We ended last episode in the Guard Hall, as Padrig was breaking the bad news to Brennan. Brennan just wouldn’t take no for an answer, and ultimately Padrig had to make a choice — does he back down, and let Brennan think there’s still a chance to win him back, or does he take a hard line. Let’s see what you folks chose for our Marshal today:
Padrig is fed up. A small part of him knows that Brennan could be dangerous, but he’s come too far to back down now. Let’s return to the scene in progress:
Scene 5, continued: The Marshal’s Study
“No,” Padrig says. “I’ve fought for you, killed for you, buried my friends for you. It’s enough. You and I are over and done.”
Brennan takes this in quietly. He steps up to Padrig and puts his hands on his shoulders, the scaled steel gauntlets heavy against Padrig’s leather tunic. His bright blue eyes scan Padrig’s face before falling downcast in sad resignation. Then he turns away, takes up the jug of wine from the table, and refills the two goblets. “You know your mind, Padrig, I’ll give you that. It’s a shame it has to end this way,” he says.

+===+

ACTION ITEM: Resume the story of Padrig and Brennan, starting right after Brennan says it's a shame it has to end this way.

[Data items]
+===+

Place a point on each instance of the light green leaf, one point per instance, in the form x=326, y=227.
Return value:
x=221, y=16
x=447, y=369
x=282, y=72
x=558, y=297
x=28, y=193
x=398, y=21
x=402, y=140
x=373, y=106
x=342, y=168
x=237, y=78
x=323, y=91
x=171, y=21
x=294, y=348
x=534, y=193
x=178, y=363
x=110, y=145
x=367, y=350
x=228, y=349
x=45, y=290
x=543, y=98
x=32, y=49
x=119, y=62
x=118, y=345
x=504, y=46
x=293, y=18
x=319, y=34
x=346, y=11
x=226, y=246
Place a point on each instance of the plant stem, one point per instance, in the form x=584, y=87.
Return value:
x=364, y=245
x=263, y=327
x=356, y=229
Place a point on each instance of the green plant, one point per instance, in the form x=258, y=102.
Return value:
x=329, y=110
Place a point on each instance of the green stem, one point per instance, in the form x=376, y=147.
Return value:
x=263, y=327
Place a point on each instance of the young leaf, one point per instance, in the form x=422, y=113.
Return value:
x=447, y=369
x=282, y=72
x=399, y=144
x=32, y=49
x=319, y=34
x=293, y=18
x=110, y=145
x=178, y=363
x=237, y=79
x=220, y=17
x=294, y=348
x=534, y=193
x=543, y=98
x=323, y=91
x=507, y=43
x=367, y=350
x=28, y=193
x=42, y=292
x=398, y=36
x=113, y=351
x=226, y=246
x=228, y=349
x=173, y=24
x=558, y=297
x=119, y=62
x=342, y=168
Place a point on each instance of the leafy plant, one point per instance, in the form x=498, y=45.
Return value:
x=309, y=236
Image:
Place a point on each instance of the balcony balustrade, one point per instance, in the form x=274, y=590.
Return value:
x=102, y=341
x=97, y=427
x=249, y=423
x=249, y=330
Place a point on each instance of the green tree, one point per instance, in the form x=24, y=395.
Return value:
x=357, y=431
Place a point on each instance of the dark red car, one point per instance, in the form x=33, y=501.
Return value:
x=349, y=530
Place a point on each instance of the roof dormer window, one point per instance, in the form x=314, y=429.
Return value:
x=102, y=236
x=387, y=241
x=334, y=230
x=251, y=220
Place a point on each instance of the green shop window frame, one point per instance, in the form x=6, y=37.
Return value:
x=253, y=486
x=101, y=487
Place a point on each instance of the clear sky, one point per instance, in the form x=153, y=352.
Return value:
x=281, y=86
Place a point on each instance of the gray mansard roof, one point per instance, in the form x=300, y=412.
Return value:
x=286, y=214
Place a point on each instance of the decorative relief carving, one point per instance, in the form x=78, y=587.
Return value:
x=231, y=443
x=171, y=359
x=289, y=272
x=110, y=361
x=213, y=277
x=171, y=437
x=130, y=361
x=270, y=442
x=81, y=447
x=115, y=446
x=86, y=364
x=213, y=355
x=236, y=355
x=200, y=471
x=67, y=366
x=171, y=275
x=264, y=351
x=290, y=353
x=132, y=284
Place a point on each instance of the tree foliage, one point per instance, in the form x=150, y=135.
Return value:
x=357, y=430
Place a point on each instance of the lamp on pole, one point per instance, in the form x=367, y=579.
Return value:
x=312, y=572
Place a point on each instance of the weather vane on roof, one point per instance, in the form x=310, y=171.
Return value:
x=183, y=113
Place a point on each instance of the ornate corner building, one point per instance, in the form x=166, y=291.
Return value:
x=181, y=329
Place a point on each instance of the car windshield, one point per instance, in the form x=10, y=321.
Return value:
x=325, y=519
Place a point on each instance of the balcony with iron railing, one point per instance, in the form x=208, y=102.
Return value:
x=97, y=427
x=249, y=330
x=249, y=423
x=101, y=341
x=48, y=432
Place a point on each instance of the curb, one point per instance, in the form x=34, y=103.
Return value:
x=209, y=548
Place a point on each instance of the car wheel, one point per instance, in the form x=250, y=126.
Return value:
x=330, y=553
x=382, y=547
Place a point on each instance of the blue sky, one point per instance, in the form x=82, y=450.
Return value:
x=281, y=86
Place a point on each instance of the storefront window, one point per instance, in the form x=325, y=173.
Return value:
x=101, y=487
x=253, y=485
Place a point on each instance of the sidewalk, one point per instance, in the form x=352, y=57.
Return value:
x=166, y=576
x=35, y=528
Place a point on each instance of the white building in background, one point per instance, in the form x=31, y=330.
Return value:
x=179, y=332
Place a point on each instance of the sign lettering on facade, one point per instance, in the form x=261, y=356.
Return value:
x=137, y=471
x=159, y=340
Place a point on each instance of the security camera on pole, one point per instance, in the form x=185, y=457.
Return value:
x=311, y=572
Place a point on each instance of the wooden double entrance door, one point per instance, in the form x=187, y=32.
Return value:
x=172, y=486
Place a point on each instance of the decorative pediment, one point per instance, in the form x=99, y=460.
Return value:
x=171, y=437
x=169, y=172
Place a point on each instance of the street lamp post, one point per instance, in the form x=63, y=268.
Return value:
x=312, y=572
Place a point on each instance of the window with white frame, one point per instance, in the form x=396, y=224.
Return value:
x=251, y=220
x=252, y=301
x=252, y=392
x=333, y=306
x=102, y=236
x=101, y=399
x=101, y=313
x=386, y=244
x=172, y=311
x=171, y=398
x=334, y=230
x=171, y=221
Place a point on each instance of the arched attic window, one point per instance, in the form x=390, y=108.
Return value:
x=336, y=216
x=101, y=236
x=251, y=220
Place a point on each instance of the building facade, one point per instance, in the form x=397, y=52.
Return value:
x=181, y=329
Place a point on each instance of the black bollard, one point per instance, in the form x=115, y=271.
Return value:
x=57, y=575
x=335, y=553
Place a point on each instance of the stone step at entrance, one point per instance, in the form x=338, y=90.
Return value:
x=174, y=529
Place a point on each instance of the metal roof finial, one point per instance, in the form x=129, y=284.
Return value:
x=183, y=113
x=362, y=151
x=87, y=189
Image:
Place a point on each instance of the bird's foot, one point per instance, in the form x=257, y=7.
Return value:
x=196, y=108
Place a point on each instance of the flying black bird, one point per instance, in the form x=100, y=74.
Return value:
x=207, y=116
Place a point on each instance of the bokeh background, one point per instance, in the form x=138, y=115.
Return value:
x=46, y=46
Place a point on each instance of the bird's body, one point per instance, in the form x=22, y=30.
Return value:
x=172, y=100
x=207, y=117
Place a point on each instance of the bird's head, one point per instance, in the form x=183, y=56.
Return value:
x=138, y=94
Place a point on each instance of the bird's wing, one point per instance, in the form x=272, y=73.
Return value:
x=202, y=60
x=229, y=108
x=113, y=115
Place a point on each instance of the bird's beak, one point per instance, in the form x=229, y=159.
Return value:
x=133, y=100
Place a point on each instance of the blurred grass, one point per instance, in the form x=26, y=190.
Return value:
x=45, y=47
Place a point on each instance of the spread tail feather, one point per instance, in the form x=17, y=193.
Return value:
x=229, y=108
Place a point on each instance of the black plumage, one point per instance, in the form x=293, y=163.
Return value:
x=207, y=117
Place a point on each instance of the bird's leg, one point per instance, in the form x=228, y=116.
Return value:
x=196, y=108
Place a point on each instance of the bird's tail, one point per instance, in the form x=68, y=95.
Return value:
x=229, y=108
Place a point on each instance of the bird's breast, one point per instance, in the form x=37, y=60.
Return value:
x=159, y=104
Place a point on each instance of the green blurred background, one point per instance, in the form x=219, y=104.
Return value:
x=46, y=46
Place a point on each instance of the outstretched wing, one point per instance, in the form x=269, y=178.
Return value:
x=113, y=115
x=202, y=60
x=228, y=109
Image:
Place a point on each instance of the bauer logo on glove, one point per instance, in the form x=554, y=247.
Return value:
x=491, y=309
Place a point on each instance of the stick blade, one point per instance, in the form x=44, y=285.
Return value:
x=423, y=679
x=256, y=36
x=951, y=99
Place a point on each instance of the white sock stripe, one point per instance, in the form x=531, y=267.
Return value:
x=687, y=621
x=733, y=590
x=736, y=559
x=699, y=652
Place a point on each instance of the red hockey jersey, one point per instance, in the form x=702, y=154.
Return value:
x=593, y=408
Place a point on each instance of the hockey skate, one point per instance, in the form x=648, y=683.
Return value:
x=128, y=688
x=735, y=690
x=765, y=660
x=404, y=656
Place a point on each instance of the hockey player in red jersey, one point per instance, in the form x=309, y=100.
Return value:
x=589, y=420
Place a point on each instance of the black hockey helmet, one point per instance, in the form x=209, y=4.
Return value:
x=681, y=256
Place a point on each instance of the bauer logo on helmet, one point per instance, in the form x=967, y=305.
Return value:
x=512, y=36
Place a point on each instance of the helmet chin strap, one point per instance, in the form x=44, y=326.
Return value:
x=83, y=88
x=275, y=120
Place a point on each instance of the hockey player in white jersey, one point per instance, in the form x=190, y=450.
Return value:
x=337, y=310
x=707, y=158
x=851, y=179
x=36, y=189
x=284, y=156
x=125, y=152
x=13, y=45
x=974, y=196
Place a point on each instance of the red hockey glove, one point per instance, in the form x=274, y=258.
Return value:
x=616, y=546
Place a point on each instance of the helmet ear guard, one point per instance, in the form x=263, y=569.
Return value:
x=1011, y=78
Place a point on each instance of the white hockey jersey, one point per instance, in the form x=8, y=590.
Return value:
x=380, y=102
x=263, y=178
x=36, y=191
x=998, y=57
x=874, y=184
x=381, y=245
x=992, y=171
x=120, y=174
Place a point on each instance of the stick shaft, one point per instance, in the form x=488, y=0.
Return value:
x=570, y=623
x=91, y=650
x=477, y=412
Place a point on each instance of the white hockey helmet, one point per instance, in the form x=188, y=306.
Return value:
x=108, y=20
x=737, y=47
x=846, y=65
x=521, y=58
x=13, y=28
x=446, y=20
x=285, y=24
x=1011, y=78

+===+

OUTPUT:
He turns and offers one of the goblets to Pad. “One last drink. And then we part as old friends.” Padrig takes the goblet, but his eyes track Bertrim, slowly, casually moving towards the door, his hand going to the dagger at his belt. When Pad glances back at Brennan, his old chief is already rushing forward to strike.
Pad slips under the blow, narrowly avoiding Brennan’s gauntlet in his throat and reaching for his blade as he shoves the bandit chief aside with his shoulder. He races for the door, and Bertim blocks his path, a wicked curved dagger in his hand. Padrig rips his sword from its sheath, but Bertim is already inside his reach, lashing out with his blade. Pad feels a burning pain in his side and a gush of wet, warm blood. He shoves Bertim away, putting his iron between them, but it’s too easy — Bertrim backs off smoothly, waiting out of sword reach. Brennan circles around to flank him, his sword out, but doesn’t move in to strike either.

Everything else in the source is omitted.